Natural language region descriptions
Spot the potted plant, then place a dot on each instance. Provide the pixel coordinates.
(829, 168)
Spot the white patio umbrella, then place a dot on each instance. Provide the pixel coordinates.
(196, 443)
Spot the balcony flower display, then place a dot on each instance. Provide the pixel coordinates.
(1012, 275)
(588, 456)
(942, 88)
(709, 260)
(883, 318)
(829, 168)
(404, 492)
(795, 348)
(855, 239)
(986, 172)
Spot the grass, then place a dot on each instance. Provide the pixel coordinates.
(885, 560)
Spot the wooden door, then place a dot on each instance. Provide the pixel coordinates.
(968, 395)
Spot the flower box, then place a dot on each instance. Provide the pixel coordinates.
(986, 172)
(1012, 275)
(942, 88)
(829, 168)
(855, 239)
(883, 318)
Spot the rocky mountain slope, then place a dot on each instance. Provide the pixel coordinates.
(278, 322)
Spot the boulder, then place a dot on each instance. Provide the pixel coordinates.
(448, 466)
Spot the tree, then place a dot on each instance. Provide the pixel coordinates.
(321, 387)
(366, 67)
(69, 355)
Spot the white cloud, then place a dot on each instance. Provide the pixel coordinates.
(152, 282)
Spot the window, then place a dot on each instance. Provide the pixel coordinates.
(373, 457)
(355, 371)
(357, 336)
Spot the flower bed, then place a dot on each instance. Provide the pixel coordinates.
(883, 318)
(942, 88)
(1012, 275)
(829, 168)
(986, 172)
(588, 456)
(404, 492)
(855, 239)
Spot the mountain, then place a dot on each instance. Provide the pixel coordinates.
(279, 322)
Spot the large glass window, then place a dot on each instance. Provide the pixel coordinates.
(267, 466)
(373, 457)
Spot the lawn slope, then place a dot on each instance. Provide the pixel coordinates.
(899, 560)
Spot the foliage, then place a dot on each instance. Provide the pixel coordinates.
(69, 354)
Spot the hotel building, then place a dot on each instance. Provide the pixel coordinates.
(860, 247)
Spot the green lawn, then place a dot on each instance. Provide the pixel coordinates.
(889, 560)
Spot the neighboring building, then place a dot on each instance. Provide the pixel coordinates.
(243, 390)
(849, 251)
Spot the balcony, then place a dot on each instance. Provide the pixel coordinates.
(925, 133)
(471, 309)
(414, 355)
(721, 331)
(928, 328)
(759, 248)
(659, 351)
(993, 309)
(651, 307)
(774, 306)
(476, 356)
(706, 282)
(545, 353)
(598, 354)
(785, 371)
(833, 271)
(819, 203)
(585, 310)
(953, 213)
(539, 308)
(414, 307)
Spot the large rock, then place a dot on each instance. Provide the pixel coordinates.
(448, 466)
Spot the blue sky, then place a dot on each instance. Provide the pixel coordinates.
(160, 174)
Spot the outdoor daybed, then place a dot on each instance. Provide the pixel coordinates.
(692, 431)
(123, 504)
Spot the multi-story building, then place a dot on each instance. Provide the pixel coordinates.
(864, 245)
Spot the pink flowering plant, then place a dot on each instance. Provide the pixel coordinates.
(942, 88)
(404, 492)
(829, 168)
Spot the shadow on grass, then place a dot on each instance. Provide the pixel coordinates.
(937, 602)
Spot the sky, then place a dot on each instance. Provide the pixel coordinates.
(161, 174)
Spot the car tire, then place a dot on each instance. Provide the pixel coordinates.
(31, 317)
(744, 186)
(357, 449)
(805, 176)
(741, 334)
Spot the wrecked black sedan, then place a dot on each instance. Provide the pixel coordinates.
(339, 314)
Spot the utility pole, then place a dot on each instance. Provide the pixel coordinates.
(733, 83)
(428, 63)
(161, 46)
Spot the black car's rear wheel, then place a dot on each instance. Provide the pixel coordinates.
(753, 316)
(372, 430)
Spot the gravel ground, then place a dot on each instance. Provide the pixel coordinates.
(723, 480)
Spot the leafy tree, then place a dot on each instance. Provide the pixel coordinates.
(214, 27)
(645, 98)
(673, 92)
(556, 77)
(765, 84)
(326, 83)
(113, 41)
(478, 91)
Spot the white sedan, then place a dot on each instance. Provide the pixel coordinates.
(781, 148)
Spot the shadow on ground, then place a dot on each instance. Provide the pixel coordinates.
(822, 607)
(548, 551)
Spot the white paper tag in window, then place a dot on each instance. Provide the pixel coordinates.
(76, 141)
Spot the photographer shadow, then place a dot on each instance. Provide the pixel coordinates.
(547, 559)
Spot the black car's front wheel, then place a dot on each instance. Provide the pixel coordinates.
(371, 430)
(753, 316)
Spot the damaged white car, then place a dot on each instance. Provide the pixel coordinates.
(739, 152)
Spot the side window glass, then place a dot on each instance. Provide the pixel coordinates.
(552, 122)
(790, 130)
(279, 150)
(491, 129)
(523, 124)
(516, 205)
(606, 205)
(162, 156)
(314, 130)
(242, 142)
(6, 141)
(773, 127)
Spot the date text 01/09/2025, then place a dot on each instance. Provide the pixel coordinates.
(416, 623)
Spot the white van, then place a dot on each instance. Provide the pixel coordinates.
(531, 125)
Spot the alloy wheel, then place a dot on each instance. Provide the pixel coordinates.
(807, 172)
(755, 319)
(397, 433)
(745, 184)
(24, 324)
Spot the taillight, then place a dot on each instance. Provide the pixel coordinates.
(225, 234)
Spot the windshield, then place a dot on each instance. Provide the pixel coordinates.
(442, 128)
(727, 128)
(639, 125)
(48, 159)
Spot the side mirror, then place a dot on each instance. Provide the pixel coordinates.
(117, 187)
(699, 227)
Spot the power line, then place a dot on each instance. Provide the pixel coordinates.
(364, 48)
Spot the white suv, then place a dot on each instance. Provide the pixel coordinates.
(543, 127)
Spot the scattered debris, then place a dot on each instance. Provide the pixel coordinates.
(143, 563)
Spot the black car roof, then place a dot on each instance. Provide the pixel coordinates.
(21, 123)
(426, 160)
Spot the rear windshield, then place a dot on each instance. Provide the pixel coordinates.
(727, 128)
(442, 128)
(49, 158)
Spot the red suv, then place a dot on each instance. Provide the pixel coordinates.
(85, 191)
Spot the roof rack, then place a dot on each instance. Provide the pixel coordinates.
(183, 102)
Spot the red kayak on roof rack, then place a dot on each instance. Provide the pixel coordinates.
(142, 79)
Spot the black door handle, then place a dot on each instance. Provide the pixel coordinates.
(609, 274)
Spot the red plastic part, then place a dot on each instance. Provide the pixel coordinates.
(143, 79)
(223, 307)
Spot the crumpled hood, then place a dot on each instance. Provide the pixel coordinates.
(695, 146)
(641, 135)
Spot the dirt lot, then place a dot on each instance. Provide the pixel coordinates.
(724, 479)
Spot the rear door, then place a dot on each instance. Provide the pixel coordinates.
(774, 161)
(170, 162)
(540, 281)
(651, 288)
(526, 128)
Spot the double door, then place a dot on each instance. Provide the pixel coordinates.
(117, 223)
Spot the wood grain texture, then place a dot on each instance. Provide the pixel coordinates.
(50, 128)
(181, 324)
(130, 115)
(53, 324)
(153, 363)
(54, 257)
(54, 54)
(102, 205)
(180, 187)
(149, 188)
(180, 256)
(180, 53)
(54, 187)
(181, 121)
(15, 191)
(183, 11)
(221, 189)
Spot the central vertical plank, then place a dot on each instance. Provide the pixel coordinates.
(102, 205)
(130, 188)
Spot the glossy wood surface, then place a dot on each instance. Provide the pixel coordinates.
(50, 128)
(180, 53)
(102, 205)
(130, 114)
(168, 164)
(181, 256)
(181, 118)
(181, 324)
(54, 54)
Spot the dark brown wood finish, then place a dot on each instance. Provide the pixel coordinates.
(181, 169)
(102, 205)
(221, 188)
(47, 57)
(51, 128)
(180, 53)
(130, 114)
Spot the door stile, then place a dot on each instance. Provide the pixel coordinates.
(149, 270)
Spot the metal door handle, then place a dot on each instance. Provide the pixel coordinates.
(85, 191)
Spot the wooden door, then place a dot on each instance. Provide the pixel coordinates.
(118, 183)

» **TASK INSTRUCTIONS**
Only the lines from the one containing "Spot the dark" through the last line of the entries above should be copied, exactly as written.

» **EXPECTED ANSWER**
Spot the dark brown wood finish, then place a dot on each instance. Provide the pixel coordinates.
(181, 169)
(102, 205)
(221, 188)
(47, 57)
(51, 128)
(180, 53)
(130, 114)
Spot the door stile, then place a dot on each instance. Provide the pixel coordinates.
(149, 270)
Spot the metal door handle, then place a dot on each instance. Provide the pixel coordinates.
(85, 191)
Spot the wooden door, then place a dot on each instance. Provide the pixel coordinates.
(118, 183)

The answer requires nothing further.